Dataset entries:
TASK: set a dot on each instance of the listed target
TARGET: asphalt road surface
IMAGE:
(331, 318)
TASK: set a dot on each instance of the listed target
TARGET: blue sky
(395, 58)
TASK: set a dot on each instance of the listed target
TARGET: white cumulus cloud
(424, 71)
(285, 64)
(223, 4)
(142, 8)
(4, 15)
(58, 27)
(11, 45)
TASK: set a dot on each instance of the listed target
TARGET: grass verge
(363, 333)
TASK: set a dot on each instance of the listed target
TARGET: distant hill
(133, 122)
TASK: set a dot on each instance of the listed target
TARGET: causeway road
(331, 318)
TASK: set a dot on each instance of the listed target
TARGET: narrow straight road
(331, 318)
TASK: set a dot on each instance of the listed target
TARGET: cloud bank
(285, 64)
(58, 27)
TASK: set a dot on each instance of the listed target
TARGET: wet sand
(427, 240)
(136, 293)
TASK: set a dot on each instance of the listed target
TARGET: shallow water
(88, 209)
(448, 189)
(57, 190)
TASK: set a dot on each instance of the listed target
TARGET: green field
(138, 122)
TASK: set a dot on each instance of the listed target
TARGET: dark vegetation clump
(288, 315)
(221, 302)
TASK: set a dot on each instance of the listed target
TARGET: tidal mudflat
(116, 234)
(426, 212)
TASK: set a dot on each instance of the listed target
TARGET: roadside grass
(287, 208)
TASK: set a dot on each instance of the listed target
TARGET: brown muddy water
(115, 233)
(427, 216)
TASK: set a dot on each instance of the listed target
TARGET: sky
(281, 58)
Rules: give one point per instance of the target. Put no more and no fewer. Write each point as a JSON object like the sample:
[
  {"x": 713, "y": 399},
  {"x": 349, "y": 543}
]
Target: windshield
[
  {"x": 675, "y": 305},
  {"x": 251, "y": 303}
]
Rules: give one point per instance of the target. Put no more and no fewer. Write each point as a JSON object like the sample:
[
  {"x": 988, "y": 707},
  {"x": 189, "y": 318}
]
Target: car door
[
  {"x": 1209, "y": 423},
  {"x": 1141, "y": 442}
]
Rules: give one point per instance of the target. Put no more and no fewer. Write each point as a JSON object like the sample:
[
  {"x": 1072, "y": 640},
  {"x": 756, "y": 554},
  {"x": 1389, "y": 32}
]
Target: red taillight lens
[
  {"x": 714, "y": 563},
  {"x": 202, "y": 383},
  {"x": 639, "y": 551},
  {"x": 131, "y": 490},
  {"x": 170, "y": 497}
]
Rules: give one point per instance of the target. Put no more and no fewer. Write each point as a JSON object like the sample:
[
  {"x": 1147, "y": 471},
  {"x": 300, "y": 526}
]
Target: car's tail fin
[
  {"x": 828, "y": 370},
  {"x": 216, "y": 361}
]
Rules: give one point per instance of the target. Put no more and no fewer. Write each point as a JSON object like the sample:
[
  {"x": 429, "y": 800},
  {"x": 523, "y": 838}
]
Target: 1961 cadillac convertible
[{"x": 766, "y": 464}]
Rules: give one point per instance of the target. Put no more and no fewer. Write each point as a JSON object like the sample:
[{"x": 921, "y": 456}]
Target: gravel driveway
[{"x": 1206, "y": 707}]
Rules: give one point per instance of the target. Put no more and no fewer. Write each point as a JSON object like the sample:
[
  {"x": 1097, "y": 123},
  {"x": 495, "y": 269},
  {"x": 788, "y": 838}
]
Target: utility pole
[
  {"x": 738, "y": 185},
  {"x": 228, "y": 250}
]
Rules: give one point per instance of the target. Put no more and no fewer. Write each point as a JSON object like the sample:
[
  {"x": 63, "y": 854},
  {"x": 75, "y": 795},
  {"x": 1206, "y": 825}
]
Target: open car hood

> Exercise instructions
Each record is to be retyped exactly as it appears.

> Solved problem
TASK: set a dot on each instance of the listed target
TARGET: asphalt road surface
IMAGE:
(331, 318)
TASK: set a dot on each instance of the listed target
TARGET: blue sky
(395, 58)
TASK: set a dot on each instance of the listed target
TARGET: white cumulus cloud
(424, 71)
(285, 64)
(223, 4)
(142, 8)
(4, 15)
(58, 27)
(11, 45)
TASK: set a dot on each instance of the listed target
TARGET: grass verge
(363, 333)
TASK: set a dot on each instance of the listed target
TARGET: distant hill
(133, 122)
TASK: set a dot on each instance of the listed target
TARGET: causeway road
(331, 318)
TASK: set a dot on each instance of the listed target
TARGET: narrow straight road
(331, 318)
TASK: set a dot on each instance of the listed target
TARGET: cloud bank
(285, 64)
(58, 27)
TASK: set a dot on each instance of the listed target
TARGET: wet sand
(427, 240)
(136, 293)
TASK: set a dot on each instance of the listed target
TARGET: shallow water
(88, 209)
(448, 189)
(57, 190)
TASK: set a dot on each instance of the listed target
TARGET: green field
(138, 122)
TASK: set a dot on each instance of the listed target
TARGET: dark vegetation clump
(288, 315)
(221, 302)
TASK: set a dot on each instance of the listed target
TARGET: tidal mudflat
(116, 234)
(426, 212)
TASK: set a dot on each instance of the listed target
TARGET: roadside grass
(287, 208)
TASK: set a dot on each instance of the listed target
TARGET: brown muddy water
(115, 233)
(427, 216)
TASK: set a dot on each instance of the listed target
TARGET: sky
(281, 58)
Rules: give one point per instance of the target. Put no more and no fewer. Write each point as a JSON object like the sample:
[
  {"x": 713, "y": 399},
  {"x": 349, "y": 543}
]
Target: windshield
[
  {"x": 675, "y": 305},
  {"x": 251, "y": 303}
]
Rules: give one point per instance of the target. Put no more and no fewer. Write each point as a JSON object like the sample:
[
  {"x": 988, "y": 707},
  {"x": 189, "y": 318}
]
Target: car door
[
  {"x": 1209, "y": 423},
  {"x": 1141, "y": 442}
]
Rules: give one point per instance of the target. Put no more and no fewer. Write each point as a JSON object like the sample:
[
  {"x": 1072, "y": 640},
  {"x": 756, "y": 554},
  {"x": 1389, "y": 32}
]
Target: red taillight lens
[
  {"x": 714, "y": 563},
  {"x": 202, "y": 383},
  {"x": 639, "y": 551},
  {"x": 131, "y": 490},
  {"x": 170, "y": 497}
]
Rules: give one point per instance of the target. Put no more and no fewer. Write each point as a JSON object like the sample:
[
  {"x": 1147, "y": 471},
  {"x": 300, "y": 526}
]
Target: car's tail fin
[
  {"x": 828, "y": 370},
  {"x": 216, "y": 361}
]
Rules: give one point per instance of the target. Put no more and no fewer. Write each point as a JSON object like the sample:
[
  {"x": 429, "y": 800},
  {"x": 523, "y": 838}
]
Target: 1961 cadillac convertible
[{"x": 766, "y": 464}]
Rules: give one point per instance of the target. Put no more and no fewer. Write each point as a JSON object like the sample:
[{"x": 921, "y": 456}]
Target: gravel driveway
[{"x": 1206, "y": 707}]
Rules: give one point per instance of the target. Put no more and no fewer. Write each point as a JSON object like the sample:
[
  {"x": 1097, "y": 123},
  {"x": 495, "y": 269},
  {"x": 788, "y": 838}
]
Target: utility pole
[
  {"x": 738, "y": 185},
  {"x": 228, "y": 250}
]
Rules: give one point per instance of the target. Put no more and no fewer. Write each point as a JSON object like the sample:
[
  {"x": 63, "y": 854},
  {"x": 75, "y": 795},
  {"x": 1206, "y": 825}
]
Target: open car hood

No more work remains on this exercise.